== PROBLEM ==
Extract every line of the material below that contains the string "window", and copy each such line in full.

= = = =

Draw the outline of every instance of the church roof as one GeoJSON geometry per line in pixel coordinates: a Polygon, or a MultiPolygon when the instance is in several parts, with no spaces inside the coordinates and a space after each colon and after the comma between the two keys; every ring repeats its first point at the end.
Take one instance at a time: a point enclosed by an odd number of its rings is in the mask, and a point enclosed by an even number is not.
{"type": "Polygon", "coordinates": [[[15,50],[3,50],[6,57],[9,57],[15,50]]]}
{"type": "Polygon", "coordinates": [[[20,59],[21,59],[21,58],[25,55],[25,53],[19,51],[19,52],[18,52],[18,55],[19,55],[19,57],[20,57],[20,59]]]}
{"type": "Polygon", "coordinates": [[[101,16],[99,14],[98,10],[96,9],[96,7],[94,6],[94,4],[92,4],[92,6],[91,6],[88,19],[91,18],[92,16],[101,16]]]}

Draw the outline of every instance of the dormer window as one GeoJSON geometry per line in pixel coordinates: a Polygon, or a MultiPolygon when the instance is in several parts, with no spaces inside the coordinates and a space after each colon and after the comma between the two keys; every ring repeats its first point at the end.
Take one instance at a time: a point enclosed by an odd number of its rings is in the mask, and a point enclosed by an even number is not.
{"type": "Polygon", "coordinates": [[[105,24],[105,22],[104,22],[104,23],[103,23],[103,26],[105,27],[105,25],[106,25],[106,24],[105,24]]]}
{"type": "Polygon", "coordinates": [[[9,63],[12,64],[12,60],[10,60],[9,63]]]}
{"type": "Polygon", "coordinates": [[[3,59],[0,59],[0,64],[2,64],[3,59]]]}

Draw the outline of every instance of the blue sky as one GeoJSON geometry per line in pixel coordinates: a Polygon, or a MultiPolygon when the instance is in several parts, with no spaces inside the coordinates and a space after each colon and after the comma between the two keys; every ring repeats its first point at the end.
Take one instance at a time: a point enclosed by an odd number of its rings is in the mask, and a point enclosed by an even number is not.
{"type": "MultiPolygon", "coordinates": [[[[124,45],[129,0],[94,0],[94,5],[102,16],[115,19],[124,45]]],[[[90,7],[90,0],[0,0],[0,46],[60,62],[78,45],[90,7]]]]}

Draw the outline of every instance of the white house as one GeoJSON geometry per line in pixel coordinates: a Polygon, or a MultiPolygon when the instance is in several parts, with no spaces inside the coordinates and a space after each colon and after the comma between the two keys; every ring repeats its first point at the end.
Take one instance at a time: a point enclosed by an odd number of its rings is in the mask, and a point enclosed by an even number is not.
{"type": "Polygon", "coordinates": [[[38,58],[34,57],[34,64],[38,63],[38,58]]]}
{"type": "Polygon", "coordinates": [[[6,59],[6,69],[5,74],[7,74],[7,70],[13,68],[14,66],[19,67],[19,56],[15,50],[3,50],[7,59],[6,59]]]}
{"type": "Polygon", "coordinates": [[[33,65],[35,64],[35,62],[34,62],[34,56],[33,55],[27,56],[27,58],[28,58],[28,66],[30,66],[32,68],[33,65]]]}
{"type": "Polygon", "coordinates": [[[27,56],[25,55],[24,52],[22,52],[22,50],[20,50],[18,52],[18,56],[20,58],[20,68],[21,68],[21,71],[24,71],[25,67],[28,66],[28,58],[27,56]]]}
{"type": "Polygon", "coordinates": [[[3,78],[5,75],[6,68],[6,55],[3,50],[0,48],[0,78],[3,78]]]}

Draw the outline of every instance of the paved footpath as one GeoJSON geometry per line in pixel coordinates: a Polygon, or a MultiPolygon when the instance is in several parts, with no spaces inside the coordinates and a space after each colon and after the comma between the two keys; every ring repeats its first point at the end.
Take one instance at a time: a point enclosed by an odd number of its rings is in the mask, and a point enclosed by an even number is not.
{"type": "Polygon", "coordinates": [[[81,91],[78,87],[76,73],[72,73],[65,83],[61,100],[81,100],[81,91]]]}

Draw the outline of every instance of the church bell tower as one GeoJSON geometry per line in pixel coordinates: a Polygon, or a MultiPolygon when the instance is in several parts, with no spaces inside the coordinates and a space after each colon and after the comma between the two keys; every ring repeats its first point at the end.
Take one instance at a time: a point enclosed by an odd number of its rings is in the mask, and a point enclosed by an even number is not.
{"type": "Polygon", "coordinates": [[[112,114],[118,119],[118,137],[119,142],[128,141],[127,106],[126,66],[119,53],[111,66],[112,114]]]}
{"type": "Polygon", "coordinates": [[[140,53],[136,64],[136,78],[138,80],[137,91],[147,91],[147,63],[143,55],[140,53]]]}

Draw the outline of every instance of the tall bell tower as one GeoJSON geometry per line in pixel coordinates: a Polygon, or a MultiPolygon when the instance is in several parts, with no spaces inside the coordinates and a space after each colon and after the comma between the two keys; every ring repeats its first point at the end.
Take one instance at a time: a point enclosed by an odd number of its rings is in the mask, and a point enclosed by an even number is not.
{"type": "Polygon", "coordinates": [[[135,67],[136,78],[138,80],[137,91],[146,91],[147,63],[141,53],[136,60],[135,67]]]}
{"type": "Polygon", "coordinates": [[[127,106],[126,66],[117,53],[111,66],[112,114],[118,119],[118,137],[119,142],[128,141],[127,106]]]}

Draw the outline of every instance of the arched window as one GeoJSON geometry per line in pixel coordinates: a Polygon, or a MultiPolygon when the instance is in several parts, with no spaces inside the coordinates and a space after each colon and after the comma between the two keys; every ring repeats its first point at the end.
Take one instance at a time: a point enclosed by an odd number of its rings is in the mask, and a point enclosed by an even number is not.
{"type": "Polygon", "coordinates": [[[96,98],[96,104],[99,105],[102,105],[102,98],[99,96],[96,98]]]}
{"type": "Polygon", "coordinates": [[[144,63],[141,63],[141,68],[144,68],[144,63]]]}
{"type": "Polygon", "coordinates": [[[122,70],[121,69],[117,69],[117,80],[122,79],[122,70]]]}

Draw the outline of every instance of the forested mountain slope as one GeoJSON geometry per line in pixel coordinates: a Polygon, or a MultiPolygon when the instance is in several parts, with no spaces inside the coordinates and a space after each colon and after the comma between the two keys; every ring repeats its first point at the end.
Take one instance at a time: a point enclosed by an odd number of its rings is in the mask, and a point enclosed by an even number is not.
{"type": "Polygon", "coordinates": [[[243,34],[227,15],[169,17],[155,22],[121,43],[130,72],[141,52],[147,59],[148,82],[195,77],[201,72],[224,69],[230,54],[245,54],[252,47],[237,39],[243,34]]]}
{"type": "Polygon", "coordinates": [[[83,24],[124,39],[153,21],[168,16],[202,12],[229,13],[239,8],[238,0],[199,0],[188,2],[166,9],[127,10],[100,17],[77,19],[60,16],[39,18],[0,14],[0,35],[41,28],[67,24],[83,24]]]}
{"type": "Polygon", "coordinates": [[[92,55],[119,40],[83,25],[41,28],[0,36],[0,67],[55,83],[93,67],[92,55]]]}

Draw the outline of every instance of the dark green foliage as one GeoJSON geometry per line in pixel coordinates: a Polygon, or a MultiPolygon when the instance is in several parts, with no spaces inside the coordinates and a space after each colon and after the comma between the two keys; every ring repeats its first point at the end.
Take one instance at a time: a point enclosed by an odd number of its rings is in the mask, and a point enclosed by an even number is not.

= = = =

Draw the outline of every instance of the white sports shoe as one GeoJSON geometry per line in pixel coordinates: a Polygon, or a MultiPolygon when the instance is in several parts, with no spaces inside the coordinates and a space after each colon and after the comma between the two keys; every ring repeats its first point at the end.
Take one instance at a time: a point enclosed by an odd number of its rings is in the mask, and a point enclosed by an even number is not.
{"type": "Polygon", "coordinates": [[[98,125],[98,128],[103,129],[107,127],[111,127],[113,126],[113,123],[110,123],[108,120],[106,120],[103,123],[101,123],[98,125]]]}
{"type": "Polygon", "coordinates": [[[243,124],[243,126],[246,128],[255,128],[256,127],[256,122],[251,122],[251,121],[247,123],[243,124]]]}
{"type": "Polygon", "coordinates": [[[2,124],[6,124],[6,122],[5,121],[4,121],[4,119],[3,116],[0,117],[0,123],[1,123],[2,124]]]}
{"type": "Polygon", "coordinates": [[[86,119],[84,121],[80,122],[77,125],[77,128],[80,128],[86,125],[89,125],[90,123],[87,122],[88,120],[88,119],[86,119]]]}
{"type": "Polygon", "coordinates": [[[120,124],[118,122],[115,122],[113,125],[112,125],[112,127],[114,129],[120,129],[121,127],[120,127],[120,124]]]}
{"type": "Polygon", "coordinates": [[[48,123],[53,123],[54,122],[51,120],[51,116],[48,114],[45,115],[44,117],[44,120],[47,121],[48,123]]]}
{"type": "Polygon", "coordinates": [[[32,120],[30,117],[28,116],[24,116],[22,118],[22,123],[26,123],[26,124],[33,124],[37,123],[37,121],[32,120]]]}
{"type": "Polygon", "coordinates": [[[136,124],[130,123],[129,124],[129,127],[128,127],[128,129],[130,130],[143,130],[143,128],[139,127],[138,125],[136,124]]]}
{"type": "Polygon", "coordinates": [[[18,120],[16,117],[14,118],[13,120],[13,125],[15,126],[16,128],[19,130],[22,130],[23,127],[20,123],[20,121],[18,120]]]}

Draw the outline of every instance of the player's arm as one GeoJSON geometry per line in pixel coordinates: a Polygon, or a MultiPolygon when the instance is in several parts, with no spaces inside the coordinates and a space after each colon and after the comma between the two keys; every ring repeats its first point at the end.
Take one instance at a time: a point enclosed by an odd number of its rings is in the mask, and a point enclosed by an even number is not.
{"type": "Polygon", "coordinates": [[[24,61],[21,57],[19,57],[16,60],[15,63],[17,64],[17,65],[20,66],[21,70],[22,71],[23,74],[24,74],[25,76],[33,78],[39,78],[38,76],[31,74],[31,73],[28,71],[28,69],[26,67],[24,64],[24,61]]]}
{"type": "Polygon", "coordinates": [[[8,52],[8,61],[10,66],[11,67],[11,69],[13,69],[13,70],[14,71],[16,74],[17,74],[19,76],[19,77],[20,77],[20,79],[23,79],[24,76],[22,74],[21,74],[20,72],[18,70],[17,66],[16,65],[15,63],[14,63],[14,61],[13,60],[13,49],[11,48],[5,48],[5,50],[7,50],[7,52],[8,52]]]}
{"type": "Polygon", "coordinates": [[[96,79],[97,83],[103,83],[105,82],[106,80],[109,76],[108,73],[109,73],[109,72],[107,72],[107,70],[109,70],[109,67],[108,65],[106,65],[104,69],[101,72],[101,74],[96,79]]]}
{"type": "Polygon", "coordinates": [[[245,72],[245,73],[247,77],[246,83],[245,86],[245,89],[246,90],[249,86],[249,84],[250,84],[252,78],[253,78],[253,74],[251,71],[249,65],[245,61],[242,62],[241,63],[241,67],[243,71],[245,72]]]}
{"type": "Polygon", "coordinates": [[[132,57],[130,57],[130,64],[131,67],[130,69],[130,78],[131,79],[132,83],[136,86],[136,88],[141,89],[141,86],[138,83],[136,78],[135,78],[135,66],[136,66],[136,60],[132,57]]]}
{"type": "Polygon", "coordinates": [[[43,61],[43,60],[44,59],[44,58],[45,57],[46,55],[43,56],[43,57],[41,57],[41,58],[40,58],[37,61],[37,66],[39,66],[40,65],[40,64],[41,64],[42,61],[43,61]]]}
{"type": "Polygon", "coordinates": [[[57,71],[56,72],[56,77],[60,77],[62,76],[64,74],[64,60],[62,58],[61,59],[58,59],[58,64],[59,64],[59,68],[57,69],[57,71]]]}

= = = =

== REPLY ==
Draw the outline of every instance of the dormer window as one GeoJSON geometry per line in pixel coordinates: a Polygon, or a MultiPolygon when the instance is in several parts, with no spaces inside the coordinates and a space after each colon and after the comma between the two keys; every ring repeats its first point at the end.
Draw the outline of every instance of the arched window as one GeoJSON geometry per line in pixel coordinates: a Polygon, or a MultiPolygon when the instance is in several parts, with no spaces inside the coordinates and a space after each colon and after the comma between the two keys; every ring repeats its first point at the end.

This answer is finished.